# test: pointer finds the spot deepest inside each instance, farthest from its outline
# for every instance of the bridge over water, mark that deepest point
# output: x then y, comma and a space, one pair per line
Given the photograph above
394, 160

▸ OBJECTIVE:
Recast the items above as a JSON list of strings, one string for each line, with blank lines left out.

▸ RESPONSE:
[
  "# test: pointer finds the spot deepest inside each instance, farthest from its outline",
  "# for every instance of the bridge over water, mark that deepest point",
  "# output: x then y, comma and a space, one pair per line",
  "Given the photograph above",
  "394, 160"
]